Data provided »
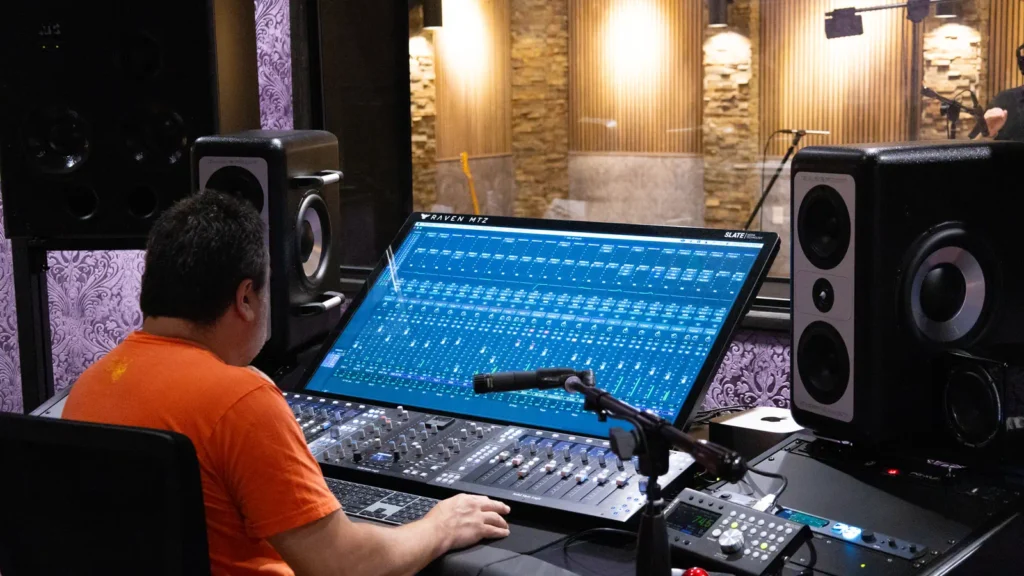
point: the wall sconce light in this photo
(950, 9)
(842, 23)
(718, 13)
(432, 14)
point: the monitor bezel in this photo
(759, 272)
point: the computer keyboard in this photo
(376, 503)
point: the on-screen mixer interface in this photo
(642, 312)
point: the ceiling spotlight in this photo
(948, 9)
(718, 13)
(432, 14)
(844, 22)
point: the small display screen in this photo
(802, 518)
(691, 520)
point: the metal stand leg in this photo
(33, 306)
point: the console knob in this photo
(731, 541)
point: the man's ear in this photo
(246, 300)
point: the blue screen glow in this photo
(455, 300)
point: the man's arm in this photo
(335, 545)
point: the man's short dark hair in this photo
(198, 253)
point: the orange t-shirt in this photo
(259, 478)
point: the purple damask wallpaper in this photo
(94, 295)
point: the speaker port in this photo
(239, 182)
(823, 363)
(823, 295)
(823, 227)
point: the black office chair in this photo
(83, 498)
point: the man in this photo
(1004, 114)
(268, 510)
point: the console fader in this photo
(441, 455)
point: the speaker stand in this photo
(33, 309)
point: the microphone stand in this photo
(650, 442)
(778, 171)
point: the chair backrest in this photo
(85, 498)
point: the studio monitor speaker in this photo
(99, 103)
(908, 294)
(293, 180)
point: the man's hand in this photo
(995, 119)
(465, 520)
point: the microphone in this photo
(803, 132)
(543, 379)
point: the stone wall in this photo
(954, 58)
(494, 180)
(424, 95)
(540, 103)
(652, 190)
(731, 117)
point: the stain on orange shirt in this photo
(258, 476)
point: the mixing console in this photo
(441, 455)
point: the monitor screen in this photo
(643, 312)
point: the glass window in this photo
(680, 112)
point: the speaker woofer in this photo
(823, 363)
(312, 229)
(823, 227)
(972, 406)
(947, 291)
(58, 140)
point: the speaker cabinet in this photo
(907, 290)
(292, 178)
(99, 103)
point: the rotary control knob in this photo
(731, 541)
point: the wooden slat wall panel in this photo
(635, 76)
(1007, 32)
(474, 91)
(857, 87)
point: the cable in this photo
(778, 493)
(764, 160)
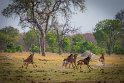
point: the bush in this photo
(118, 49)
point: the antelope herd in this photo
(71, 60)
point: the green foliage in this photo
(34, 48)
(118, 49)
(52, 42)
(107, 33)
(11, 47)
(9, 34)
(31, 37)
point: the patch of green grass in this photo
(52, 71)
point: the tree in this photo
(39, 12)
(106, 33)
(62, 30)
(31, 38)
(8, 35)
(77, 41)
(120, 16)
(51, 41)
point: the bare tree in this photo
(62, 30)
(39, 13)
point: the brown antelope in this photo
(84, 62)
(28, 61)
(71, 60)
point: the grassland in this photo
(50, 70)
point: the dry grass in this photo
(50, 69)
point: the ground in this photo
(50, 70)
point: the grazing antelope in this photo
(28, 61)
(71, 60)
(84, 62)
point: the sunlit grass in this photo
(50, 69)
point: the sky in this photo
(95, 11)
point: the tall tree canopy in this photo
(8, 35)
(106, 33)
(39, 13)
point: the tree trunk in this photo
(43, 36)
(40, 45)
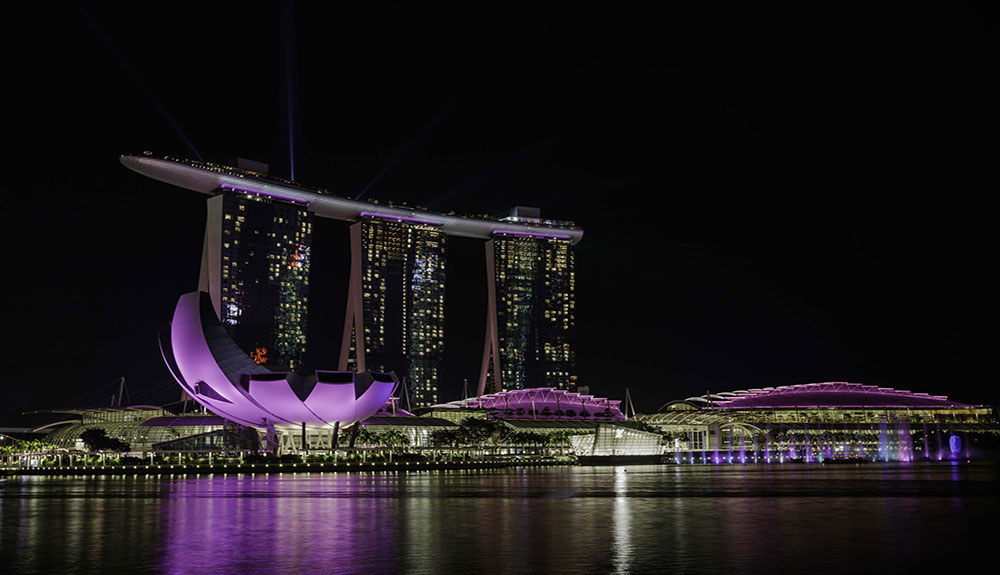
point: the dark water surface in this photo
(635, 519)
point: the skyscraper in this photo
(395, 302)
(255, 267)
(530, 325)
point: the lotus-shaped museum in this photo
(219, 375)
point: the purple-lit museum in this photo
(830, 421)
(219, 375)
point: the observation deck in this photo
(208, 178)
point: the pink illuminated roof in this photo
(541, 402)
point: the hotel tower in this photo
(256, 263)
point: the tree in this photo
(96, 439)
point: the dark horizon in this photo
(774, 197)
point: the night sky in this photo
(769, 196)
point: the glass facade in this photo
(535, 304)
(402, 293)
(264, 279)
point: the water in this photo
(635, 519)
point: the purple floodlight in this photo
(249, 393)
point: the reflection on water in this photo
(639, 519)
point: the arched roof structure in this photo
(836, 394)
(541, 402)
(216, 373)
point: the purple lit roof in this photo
* * *
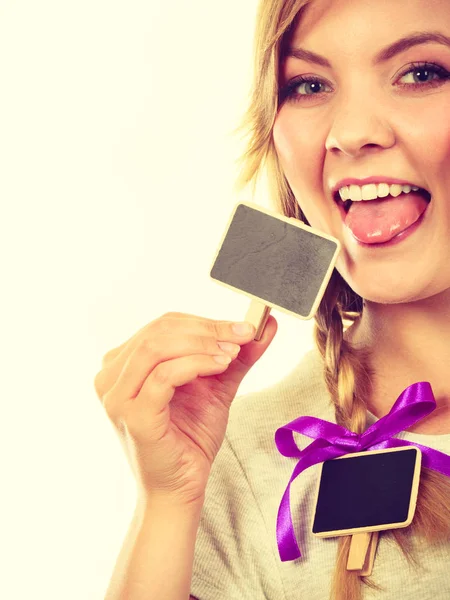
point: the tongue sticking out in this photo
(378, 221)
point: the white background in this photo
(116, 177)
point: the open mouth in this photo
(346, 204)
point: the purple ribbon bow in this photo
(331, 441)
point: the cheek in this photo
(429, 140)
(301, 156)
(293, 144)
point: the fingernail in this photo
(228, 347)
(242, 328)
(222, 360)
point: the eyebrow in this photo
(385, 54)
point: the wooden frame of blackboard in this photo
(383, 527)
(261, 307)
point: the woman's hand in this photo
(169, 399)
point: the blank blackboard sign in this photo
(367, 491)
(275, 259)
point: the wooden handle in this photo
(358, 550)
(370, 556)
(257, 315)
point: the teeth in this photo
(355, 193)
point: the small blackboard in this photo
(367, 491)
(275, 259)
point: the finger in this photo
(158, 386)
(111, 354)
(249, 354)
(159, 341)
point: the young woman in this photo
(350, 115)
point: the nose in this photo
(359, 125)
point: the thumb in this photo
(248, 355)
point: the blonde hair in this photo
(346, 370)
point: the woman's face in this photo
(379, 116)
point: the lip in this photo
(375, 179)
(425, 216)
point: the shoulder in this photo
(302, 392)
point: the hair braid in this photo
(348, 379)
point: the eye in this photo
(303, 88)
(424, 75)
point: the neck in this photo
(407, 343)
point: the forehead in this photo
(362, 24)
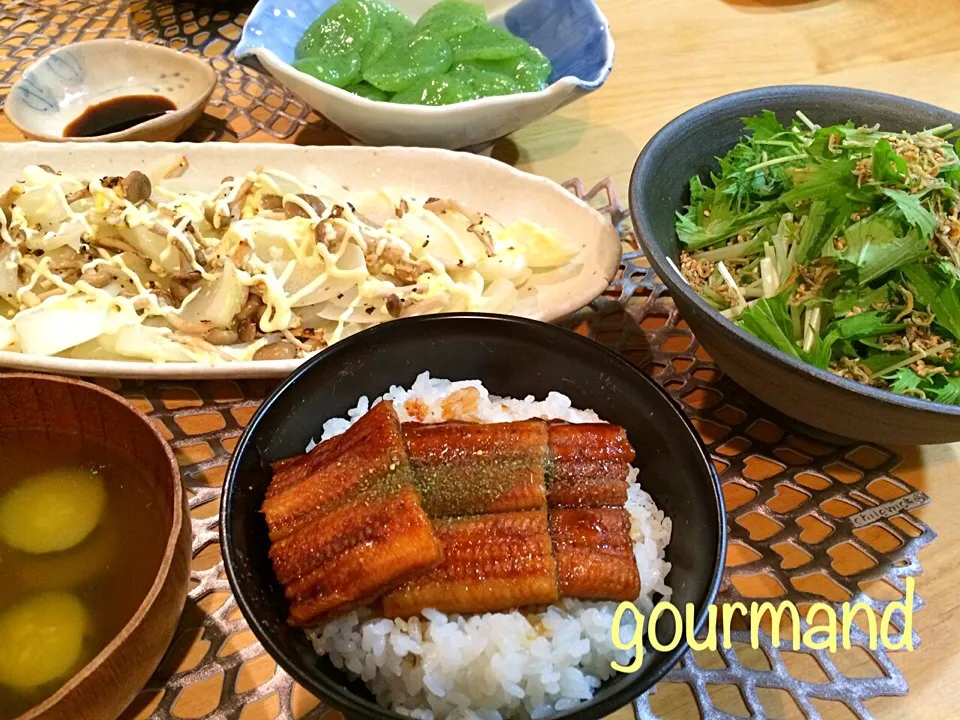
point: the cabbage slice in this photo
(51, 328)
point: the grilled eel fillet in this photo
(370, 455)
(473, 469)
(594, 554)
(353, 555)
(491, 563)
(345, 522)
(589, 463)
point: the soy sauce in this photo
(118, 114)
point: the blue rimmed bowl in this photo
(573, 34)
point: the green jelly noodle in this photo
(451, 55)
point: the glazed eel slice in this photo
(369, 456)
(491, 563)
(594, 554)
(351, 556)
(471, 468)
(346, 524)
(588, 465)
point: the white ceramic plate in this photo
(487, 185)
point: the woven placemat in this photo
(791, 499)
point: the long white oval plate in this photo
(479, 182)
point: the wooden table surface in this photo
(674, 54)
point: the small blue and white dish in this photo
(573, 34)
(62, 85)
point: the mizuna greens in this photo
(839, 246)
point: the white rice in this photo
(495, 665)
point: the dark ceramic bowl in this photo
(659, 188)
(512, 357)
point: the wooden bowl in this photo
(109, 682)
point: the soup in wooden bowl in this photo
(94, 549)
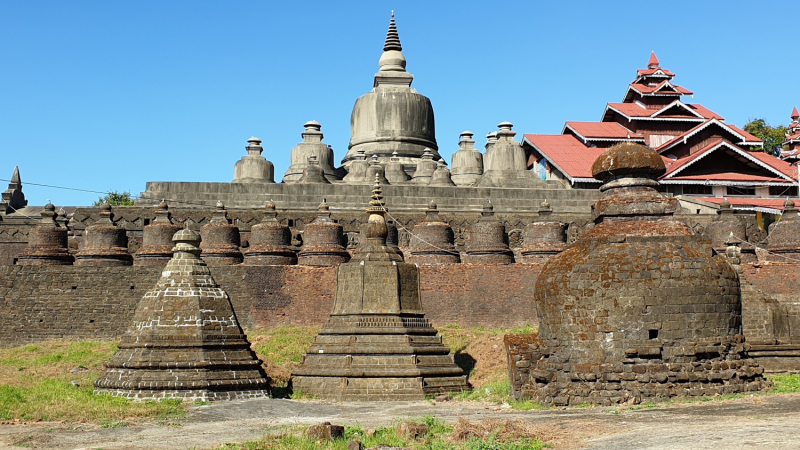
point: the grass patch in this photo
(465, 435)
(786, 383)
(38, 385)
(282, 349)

What you need to do » Retype, exactly and in full, the lines above from the one containing "point: the pink" through the one containing "point: the purple lit roof in this photo".

Response to this task »
point: the pink illuminated roof in this photo
(541, 402)
point: the hotel tower in this photo
(256, 263)
point: the tree in this photo
(96, 439)
point: the dark horizon in this photo
(774, 197)
point: the night sky in this photo
(769, 196)
point: the glass facade in this photo
(535, 304)
(402, 293)
(264, 279)
point: the water in this photo
(635, 519)
point: the purple floodlight in this photo
(249, 393)
point: the reflection on water in this photo
(639, 519)
point: the arched roof structure in this photo
(836, 394)
(541, 402)
(216, 373)
point: the purple lit roof in this photo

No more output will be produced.